§ Problem requirements: The expected output is the complete data, reproduced exactly.

§ Listed records:
* * * *
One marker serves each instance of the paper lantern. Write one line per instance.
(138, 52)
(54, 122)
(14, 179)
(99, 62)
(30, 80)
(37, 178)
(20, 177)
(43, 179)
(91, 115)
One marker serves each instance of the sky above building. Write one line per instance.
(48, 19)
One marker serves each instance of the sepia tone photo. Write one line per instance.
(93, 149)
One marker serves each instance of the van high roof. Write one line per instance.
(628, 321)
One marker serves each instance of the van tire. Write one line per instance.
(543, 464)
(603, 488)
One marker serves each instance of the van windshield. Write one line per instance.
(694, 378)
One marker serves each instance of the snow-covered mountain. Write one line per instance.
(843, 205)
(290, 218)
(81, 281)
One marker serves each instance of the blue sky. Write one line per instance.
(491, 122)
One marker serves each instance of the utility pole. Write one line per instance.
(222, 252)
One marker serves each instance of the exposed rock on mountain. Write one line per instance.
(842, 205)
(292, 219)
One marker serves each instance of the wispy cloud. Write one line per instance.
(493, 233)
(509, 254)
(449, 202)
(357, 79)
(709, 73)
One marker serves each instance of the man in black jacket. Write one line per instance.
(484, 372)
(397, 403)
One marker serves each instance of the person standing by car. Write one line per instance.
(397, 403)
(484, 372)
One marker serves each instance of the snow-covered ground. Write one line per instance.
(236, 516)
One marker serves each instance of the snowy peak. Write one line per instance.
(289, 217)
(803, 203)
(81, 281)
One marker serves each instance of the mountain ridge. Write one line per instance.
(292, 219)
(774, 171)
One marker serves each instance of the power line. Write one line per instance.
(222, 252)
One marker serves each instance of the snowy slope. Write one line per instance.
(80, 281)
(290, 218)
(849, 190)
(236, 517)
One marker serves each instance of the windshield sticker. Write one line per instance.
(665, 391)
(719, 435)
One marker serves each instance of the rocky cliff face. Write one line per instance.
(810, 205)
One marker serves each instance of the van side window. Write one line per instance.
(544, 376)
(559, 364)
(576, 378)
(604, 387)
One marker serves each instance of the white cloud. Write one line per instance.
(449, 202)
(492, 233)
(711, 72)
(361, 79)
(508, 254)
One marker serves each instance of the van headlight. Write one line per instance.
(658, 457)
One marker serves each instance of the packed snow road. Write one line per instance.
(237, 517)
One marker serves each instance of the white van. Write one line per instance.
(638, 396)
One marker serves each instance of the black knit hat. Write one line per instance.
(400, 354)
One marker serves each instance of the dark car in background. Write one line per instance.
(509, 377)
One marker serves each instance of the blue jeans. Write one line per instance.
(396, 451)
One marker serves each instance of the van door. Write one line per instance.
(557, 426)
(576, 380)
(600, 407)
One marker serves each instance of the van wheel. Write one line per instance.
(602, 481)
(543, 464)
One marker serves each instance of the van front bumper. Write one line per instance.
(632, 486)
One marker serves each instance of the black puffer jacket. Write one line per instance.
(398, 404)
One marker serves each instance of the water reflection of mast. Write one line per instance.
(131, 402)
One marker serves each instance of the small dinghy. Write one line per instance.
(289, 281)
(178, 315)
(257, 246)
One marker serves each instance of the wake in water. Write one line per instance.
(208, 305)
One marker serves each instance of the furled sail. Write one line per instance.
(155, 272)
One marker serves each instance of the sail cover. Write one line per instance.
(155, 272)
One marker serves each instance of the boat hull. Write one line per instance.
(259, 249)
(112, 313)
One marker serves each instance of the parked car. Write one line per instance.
* * * *
§ Answer for this exercise:
One marker serves each instance of the paper lantern. Write one line per instance.
(138, 52)
(54, 122)
(14, 179)
(99, 62)
(30, 80)
(37, 178)
(20, 177)
(43, 179)
(91, 115)
One marker serves each instance of the sky above building. Write one line per instance.
(48, 19)
One marker serves each instance of the sepia tone photo. Write one line per instance.
(93, 149)
One marker serves each instance of the van high roof. Write one line per instance.
(628, 321)
One marker serves each instance of the van tire. Write one line per instance.
(543, 464)
(603, 488)
One marker serves each instance of the van windshield. Write one line per instance.
(694, 378)
One marker serves each instance of the snow-covered mountain. Write one line per instance.
(843, 205)
(290, 218)
(81, 281)
One marker serves each instance of the blue sky. Write one line per instance.
(491, 122)
One marker serves each instance of the utility pole. Write one line per instance.
(222, 252)
One marker serves each instance of the exposed rock on mountain. Write one line per instance.
(842, 205)
(292, 219)
One marker serves each instance of the wispy cloud. Write one line per instance.
(493, 233)
(509, 254)
(449, 202)
(357, 79)
(709, 73)
One marker serves each instance of the man in black jacket. Write one line per instance.
(484, 372)
(397, 403)
One marker serves each instance of the person standing by car. Write one line per instance.
(397, 403)
(484, 372)
One marker serves each instance of the snow-covered ground. Write one line per instance.
(236, 516)
One marker serves each instance of the snowy peak. Write one line per instance.
(289, 217)
(803, 203)
(81, 281)
One marker serves each instance of the mountain ridge. Write one line per instance.
(292, 219)
(774, 171)
One marker serves each instance of the power line. Write one line per instance.
(222, 252)
One marker serves each instance of the snowy slope. Write one line per instance.
(80, 281)
(290, 218)
(849, 190)
(236, 517)
One marker serves each instance of the windshield sticker. Write one line per instance.
(665, 391)
(719, 435)
One marker serves each instance of the rocky cliff face. Write one line per instance.
(810, 205)
One marker serves each instance of the van side window. Write one line per instance.
(544, 376)
(559, 364)
(576, 378)
(604, 387)
One marker serves each instance of the white cloud. Write one line per instance.
(449, 202)
(492, 233)
(711, 72)
(361, 79)
(508, 254)
One marker serves each instance of the van headlight. Write one line per instance.
(658, 457)
One marker serves each instance of the packed snow road. Write one line per instance.
(237, 517)
One marker serves each instance of the white van. Write one line per instance.
(638, 396)
One marker serves each instance of the black knit hat. Write one line per instance.
(400, 354)
One marker serves each instance of the dark car in background. Write one line per instance.
(509, 377)
One marker serves each instance of the blue jeans. Write one line per instance.
(396, 451)
One marker serves each instance of the van door. Write one line per instance.
(557, 426)
(576, 380)
(600, 407)
One marker serves each instance of the van wheel. Write one line per instance.
(602, 481)
(543, 464)
One marker serves each instance of the van front bumper. Write one line per instance.
(632, 486)
One marker serves each instance of the black puffer jacket. Write one line per instance.
(398, 404)
One marker serves each instance of the water reflection of mast. Write one line per instance.
(131, 402)
One marker serves each instance of the small dinghy. Write one line per instance.
(289, 281)
(178, 315)
(257, 246)
One marker serves each instance of the wake in water. Write one line per instance.
(208, 305)
One marker serves each instance of the furled sail. Write one line per instance.
(155, 272)
One marker serves each instance of the sail cover. Write one line per instance.
(155, 272)
One marker serves each instance of the boat hull. Write one line per instance.
(259, 249)
(112, 313)
One marker serves each instance of the parked car. Write one line per instance.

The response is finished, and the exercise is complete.